[RECORDS FOR THIS TASK]
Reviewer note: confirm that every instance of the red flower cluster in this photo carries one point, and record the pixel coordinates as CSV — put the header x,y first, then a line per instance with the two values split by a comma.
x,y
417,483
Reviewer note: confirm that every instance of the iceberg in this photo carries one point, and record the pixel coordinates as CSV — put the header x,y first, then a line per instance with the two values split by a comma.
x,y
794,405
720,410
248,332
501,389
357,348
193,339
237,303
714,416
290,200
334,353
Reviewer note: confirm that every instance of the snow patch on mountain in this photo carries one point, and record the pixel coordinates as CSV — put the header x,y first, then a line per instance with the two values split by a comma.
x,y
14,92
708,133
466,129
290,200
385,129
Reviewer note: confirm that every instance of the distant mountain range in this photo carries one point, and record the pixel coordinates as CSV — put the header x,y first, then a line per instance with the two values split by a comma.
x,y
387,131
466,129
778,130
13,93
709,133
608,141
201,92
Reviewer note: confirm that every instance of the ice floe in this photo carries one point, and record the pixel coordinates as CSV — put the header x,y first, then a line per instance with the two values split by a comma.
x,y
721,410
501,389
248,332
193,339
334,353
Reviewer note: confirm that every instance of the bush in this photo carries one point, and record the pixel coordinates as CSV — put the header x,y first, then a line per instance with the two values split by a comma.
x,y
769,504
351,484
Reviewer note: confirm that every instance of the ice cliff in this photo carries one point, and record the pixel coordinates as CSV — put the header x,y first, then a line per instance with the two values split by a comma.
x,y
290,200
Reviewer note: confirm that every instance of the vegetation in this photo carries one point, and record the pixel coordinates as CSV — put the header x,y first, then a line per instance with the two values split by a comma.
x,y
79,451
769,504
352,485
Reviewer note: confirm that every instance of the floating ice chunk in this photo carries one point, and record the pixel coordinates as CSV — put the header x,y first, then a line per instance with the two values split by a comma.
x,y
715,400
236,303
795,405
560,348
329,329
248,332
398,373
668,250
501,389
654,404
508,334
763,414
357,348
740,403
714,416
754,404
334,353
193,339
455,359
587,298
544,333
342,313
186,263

[TASK TO COMPLETE]
The full listing, top to bottom: write it out again exactly.

[ANSWER FOR THIS EXERCISE]
Reviewer note: confirm that every instance of the red flower cluster in this photo carries one point, and record the pixel coordinates as CSV — put the header x,y first, then a line per instance with the two values split by a comma.
x,y
417,483
Reviewer note: confirm that every instance of the iceberg in this photo carries one point, and record the pixel coordinates as CSV — put the header x,y first, then a line per instance with the two values split by a comma.
x,y
794,405
720,410
248,332
501,389
357,348
193,339
237,303
714,416
290,200
334,353
Reviewer note: confirm that every instance of the snow patch on mountain in this photo carries one point, and record the pixel coordinates as CSV — put the header x,y first, then a line per instance with the two values split by a comma.
x,y
14,92
708,133
466,129
290,200
385,129
Reviewer note: confirm that every instance of the distant mountain range in this photo carries one point, and record the pixel coordinates as CSV — put the header x,y first, then a line per instance with the two values split by a comma.
x,y
387,131
466,129
778,130
13,93
709,133
608,141
201,92
Reviewer note: confirm that every instance of the ice floe in this photo carries one point, and record the pixel coordinates as CSV — put the header x,y first, then a line per instance with the two values split by a comma.
x,y
721,410
501,389
248,332
193,339
334,353
Reviewer note: confirm that every instance of the bush in this photo carries one point, and record the pixel coordinates as CSV — put the header x,y first, then a line per instance with the two values split by a comma.
x,y
769,504
351,484
Reviewer note: confirm that every instance of the ice cliff in this photo carries one point, and record the pixel coordinates as CSV — put the header x,y first, then a line per instance with the two values split by a comma.
x,y
290,200
Reviewer note: confirm that every instance of the vegetation in this photo carries one point, and record the pixel coordinates as CSV — put the header x,y first, then a line per instance with the two values split by a comma.
x,y
79,451
769,504
352,485
Reviewer note: confirm that every instance of the floating ice chunk in this photo carries one point, and record the pixel coordinates as CSV — put the header x,y first, then a line per instance with the two values split by a comma.
x,y
715,400
236,303
795,405
560,348
329,329
248,332
398,373
668,250
501,389
654,404
508,334
763,414
357,348
740,403
714,416
754,404
334,353
193,339
455,359
587,298
544,333
342,313
186,263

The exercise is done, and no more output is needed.